= AIM OF THE TASK =
Rewrite the rows from the line with "query (the noun phrase to segment): brick" up to and including the line with "POLYGON ((205 314, 237", putting "stone pillar" in place of "brick column" and keeping everything else the same. Omit the pictures from your answer.

= INPUT RECORDS =
— Start —

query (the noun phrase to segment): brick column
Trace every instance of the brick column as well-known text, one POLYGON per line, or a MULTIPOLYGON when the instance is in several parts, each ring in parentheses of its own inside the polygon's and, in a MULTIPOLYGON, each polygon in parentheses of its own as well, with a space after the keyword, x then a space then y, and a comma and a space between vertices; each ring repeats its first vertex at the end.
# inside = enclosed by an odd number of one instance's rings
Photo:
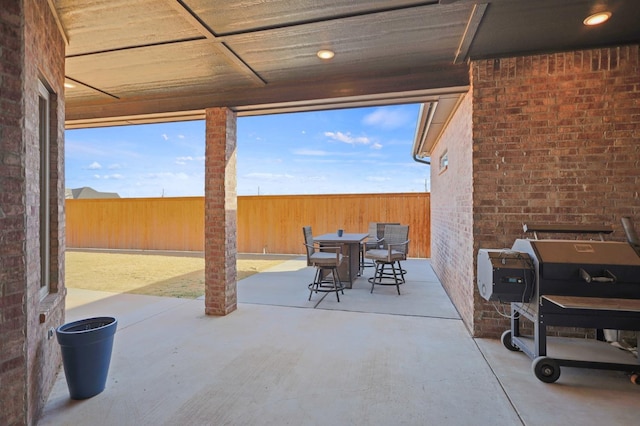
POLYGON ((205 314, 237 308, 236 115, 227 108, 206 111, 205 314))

— End —
— Start —

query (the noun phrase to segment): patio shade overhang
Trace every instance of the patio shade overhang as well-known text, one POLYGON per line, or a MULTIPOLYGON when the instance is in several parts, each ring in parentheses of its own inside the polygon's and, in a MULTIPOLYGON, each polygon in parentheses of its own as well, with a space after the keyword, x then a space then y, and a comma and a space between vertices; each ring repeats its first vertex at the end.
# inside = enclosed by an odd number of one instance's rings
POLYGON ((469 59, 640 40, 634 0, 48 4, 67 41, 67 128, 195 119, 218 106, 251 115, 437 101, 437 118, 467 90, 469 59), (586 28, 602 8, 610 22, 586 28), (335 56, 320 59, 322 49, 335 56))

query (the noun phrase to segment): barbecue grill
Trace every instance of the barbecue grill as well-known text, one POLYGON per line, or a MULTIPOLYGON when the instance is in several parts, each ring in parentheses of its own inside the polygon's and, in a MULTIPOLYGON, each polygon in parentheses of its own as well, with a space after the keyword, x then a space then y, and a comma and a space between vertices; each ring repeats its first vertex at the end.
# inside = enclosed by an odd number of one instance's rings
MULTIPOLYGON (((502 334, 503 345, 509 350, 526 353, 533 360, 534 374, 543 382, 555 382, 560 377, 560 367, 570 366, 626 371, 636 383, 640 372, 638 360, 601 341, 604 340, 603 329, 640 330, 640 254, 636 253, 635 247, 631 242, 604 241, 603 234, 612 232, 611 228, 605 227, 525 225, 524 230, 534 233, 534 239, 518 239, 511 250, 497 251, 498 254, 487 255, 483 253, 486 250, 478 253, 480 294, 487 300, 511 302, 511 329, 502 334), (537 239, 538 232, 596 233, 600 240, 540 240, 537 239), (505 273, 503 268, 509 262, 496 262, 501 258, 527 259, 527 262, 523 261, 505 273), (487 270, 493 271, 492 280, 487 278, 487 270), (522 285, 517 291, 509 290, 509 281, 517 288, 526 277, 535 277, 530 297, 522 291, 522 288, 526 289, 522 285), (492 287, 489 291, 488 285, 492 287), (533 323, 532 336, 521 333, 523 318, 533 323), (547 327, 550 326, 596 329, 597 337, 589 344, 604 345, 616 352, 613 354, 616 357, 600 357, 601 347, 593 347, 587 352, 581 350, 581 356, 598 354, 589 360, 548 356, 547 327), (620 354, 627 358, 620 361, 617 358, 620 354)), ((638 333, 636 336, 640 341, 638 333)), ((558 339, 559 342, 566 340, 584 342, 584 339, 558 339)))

— End —

= EXPECTED OUTPUT =
query (the noun phrase to segment): stone pillar
Trace every instance of the stone pillar as well-known text, one POLYGON per line, or a MULTIPOLYGON when the instance is in several parts, each ring in parentheses of its own inside the polygon's and, in a MULTIPOLYGON, each polygon in parentheses of its own as well, with a space after the keyword, x then a space then y, and a comma and a space between vertices; each ring repeats its first vertex at the end.
# inside = enclosed by an odd number of one instance's rings
Photo:
POLYGON ((205 314, 237 308, 236 115, 227 108, 206 111, 205 314))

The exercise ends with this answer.